PROVIDED PASSAGE:

[Start of section]

Skip to content

neulab/cord19

Repository files navigation

CORD-19 Information Aggregator

by Graham Neubig, Emma Strubell, Zhengbao Jiang, Zi-Yi Dou and others at the Carnegie Mellon University Language Technologies Institute

View the extracted information here

This is a tool to browse answers the scientific literature may provide regarding various questions about the novel coronavirus and COVID-19. Click the questions below to see a list of answers with links to the sources that provided them.

We are looking for help improving this tool! If you are familiar with reading the medical literature and could give fine-grained feedback please contact us at gneubig@cs.cmu.edu. Or, if you are a programmer and could help please feel free to contribute to this repository!

Information extraction script

See the extraction directory.

Docs

Data extraction

Our data is based on the CORD-19 dataset. Ask the authors of this repository for access if you're interested.

  • text-only/*.oie

    Each line has <sub, rel, obj> triplets extracted from the corresponding sentence in text-only/*.sent. Triplets are separated by \t and each triplet is of the format subject|||relation|||object, e.g. he#0,2|||'s on#3,8|||outside#13,20. Subjects, relations, and objects are continuous spans of tokens in the format of text#start_char,end_char, e.g. he#0,2. Note that text of the span might only be a substring of the string spanning from start_char to end_char.

[End of section]

DATASET CONTENT:
[Start of section]

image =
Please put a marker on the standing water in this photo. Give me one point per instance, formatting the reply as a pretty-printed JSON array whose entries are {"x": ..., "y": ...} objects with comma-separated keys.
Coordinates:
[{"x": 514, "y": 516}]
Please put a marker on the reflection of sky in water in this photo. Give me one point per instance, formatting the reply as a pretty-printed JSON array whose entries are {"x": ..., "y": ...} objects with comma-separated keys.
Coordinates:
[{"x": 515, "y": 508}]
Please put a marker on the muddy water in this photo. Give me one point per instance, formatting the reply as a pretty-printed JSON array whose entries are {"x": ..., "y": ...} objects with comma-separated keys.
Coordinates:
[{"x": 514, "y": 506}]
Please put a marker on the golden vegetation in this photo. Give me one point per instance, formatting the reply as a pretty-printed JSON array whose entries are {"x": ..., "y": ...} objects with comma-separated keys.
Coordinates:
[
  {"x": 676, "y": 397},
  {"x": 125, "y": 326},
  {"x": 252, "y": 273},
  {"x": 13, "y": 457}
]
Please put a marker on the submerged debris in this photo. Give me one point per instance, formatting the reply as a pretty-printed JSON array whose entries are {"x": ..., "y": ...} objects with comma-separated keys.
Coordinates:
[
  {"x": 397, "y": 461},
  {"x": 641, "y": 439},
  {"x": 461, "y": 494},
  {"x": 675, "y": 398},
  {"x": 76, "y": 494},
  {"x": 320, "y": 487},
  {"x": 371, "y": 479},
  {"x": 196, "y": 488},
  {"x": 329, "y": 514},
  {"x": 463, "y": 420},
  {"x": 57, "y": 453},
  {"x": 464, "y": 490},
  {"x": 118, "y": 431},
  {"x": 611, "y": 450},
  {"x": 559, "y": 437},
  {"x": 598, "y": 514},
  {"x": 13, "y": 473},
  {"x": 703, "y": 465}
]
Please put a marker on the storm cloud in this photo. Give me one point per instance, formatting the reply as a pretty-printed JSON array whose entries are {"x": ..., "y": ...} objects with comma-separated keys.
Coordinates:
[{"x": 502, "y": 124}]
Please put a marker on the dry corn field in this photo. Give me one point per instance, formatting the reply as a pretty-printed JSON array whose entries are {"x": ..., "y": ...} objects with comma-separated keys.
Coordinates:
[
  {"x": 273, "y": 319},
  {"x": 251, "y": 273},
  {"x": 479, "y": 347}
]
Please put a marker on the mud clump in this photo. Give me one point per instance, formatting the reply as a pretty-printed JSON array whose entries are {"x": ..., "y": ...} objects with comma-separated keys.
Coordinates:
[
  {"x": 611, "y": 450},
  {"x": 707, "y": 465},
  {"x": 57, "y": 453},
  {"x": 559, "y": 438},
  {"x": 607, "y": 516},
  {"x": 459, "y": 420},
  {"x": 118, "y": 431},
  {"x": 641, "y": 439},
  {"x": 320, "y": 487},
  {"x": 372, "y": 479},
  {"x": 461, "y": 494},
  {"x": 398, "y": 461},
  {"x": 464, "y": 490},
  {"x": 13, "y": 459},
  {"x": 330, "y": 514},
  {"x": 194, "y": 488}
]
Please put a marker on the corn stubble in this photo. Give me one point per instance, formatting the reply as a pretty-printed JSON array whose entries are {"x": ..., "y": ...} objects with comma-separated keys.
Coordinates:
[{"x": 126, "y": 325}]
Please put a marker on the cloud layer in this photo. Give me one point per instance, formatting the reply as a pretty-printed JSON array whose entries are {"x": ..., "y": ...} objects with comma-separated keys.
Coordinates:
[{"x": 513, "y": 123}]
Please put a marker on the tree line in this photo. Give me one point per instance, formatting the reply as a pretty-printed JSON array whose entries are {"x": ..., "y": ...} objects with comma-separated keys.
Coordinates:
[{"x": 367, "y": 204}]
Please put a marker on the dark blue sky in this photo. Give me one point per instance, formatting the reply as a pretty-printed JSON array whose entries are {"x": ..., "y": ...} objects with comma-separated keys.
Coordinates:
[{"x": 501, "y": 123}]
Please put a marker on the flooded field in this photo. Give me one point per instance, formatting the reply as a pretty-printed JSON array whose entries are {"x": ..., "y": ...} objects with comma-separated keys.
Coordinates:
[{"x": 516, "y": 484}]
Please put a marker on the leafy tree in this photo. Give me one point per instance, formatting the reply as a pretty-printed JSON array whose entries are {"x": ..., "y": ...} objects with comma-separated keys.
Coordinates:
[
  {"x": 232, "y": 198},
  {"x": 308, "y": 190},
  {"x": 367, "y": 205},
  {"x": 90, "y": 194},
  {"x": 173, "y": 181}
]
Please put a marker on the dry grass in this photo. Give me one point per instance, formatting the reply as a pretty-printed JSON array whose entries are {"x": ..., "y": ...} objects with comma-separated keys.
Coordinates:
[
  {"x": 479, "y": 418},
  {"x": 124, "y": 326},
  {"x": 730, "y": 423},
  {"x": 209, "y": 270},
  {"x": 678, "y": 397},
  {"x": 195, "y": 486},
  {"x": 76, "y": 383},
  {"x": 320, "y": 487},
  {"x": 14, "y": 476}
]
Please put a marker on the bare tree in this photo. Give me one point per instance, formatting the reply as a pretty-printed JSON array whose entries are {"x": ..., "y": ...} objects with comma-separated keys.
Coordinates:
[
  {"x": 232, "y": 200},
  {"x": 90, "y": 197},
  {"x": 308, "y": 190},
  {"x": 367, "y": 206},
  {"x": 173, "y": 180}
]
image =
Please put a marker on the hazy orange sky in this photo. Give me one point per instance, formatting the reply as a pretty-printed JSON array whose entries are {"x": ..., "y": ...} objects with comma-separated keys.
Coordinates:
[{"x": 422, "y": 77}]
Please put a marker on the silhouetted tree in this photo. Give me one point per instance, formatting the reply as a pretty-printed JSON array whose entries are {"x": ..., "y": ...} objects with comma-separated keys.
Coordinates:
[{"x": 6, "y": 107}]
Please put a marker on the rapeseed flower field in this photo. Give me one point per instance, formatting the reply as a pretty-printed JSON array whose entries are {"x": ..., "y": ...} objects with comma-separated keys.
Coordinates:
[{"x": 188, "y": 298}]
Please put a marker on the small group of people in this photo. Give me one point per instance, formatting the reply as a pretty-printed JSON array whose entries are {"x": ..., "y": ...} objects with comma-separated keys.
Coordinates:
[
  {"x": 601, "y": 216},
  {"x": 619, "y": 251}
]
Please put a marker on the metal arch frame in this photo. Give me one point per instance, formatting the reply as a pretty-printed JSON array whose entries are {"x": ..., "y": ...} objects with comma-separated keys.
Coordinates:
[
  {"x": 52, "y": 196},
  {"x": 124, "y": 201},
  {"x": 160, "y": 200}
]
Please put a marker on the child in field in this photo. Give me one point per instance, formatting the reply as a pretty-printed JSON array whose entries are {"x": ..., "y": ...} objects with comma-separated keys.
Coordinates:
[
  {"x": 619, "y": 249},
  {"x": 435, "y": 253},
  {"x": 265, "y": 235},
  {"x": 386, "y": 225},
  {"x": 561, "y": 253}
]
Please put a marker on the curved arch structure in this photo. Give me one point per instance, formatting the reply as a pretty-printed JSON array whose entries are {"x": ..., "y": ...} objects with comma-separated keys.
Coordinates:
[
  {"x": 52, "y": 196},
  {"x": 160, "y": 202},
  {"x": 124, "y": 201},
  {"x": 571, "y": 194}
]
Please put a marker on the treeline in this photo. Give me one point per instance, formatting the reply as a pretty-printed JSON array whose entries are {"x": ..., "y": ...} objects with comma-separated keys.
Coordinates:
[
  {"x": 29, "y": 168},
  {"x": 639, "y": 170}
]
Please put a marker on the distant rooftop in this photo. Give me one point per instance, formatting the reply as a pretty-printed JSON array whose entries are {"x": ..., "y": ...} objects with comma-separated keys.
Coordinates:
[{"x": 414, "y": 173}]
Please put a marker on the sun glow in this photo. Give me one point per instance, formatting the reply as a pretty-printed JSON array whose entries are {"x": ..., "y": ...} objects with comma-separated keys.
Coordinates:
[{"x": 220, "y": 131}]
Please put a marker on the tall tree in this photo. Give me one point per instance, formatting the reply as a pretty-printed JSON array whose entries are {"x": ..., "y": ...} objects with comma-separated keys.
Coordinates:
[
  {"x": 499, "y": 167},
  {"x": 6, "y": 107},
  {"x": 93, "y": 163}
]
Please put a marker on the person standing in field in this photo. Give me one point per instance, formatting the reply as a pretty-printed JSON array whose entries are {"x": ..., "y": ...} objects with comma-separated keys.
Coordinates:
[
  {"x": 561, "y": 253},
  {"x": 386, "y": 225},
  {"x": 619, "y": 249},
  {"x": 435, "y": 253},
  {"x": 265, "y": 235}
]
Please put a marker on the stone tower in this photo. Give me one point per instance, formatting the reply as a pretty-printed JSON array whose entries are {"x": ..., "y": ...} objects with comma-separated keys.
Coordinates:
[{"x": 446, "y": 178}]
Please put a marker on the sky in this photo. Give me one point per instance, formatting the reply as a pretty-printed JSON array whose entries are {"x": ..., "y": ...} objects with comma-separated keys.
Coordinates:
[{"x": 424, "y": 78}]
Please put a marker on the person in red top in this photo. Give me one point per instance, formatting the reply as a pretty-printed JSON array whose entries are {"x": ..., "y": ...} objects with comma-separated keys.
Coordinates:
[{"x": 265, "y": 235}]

[End of section]
[Start of section]

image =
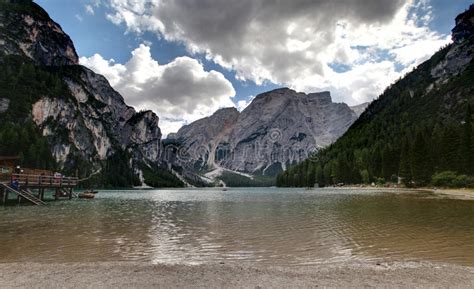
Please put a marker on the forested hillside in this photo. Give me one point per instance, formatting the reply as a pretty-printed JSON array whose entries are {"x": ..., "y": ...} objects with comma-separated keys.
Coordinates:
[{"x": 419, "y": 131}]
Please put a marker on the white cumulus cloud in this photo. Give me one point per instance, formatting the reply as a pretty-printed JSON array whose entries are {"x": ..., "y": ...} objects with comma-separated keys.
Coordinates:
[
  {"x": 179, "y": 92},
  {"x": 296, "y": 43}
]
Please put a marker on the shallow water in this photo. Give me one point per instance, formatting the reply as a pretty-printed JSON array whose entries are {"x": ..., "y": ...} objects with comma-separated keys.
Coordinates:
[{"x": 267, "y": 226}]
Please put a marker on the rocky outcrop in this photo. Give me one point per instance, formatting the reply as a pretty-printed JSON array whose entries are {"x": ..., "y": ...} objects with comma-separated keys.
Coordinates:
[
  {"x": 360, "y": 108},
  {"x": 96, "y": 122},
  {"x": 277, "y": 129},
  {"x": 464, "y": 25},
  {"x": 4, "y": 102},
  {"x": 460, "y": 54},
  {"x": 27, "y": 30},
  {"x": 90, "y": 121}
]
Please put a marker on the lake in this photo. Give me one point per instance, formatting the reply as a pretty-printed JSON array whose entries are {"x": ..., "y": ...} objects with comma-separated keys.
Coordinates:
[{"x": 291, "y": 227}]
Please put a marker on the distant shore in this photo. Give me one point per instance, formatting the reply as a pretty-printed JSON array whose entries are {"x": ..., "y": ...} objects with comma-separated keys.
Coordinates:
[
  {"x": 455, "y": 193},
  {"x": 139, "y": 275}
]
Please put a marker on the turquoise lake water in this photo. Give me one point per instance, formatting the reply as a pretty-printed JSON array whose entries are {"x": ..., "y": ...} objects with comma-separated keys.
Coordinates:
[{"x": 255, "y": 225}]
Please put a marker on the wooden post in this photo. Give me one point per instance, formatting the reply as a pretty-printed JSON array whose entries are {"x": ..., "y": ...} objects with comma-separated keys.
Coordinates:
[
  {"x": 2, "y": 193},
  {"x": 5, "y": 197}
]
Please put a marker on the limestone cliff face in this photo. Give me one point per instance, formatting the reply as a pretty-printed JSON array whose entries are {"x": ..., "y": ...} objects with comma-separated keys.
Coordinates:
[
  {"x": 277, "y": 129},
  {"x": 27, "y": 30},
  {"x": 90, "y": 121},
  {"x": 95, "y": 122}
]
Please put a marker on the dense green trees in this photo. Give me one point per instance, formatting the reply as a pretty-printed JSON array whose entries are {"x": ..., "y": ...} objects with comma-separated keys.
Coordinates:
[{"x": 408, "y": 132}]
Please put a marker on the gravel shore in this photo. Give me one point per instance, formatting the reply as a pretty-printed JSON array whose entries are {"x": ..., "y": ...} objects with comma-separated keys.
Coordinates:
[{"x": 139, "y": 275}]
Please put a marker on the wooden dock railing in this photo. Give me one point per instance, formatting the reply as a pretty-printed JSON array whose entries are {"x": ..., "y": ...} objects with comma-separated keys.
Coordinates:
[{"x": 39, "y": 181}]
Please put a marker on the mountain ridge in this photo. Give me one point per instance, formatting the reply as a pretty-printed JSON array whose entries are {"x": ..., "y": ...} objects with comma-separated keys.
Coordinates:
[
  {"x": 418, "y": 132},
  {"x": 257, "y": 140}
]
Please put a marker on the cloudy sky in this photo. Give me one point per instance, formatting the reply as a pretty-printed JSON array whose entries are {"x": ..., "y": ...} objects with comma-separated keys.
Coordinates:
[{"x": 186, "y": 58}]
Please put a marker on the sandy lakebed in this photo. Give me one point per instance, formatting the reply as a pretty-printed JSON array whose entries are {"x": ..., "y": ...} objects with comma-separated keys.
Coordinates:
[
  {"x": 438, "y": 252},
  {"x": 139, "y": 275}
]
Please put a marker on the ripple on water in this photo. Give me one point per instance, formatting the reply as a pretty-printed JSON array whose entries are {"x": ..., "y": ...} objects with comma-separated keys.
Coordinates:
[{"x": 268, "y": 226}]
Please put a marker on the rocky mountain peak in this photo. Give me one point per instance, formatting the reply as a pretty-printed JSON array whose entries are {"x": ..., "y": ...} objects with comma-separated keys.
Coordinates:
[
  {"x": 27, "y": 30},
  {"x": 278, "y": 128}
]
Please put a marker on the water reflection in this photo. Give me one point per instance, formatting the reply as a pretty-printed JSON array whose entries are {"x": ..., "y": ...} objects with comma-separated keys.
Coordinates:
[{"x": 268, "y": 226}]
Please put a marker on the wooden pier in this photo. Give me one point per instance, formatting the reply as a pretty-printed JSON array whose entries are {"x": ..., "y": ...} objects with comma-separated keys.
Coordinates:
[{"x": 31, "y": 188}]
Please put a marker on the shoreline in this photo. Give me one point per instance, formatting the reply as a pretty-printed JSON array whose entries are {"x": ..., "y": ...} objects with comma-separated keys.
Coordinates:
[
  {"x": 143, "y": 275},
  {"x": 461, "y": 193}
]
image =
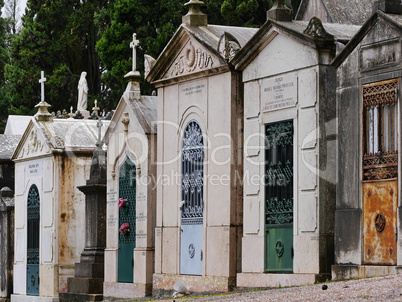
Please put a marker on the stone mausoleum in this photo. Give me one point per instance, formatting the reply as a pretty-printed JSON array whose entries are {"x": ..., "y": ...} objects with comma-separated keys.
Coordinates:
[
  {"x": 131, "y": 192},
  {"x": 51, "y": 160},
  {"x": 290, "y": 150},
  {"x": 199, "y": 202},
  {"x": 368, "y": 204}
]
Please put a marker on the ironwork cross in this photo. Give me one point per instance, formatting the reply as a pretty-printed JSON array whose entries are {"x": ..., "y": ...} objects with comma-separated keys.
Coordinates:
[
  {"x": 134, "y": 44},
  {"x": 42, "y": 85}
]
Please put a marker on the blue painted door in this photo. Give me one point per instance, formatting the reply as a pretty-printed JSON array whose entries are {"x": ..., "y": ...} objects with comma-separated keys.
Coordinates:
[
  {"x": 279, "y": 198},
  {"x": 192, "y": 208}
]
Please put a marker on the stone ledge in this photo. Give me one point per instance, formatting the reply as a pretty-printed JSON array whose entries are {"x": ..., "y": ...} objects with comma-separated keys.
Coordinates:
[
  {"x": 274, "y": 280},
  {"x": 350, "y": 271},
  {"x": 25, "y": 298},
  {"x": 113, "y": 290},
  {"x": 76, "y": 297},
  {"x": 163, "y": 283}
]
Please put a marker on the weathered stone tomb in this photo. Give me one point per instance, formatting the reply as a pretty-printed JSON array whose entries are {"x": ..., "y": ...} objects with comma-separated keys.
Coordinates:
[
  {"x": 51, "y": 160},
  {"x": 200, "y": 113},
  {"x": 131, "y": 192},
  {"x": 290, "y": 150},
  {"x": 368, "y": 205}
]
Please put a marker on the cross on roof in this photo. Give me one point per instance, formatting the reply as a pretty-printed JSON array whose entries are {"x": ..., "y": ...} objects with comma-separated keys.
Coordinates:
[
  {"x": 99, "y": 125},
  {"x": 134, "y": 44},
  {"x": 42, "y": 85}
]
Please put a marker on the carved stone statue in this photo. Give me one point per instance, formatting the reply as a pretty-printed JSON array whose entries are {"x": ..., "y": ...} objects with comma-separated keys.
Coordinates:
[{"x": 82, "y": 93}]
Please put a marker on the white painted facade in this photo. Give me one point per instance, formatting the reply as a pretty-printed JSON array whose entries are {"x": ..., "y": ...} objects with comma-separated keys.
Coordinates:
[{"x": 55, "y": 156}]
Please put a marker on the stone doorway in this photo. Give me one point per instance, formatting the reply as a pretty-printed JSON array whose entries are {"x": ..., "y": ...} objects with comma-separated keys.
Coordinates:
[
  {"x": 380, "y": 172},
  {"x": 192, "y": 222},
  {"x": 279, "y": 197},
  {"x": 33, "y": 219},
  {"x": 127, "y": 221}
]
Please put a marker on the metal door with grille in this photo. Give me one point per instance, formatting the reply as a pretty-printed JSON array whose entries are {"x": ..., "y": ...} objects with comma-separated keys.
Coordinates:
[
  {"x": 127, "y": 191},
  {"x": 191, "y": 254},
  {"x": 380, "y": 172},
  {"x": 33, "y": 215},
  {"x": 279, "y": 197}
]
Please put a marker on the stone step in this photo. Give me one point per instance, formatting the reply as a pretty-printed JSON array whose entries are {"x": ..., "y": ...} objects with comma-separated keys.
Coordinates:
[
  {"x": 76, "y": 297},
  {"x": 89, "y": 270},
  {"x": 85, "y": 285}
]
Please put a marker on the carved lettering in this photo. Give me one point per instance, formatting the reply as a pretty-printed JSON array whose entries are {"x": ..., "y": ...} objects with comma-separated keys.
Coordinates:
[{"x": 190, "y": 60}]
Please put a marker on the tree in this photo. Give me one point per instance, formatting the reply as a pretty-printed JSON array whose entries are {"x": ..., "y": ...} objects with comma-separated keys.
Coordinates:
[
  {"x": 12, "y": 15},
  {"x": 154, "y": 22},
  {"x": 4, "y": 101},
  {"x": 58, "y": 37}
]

[End of section]

EXERCISE PROMPT: From the CORD-19 repository page, return the span that opens with the words "by Graham Neubig, Emma" and ends after "the extraction directory.", reproduced character for character.

OUTPUT:
by Graham Neubig, Emma Strubell, Zhengbao Jiang, Zi-Yi Dou and others at the Carnegie Mellon University Language Technologies Institute

View the extracted information here

This is a tool to browse answers the scientific literature may provide regarding various questions about the novel coronavirus and COVID-19. Click the questions below to see a list of answers with links to the sources that provided them.

We are looking for help improving this tool! If you are familiar with reading the medical literature and could give fine-grained feedback please contact us at gneubig@cs.cmu.edu. Or, if you are a programmer and could help please feel free to contribute to this repository!

Information extraction script

See the extraction directory.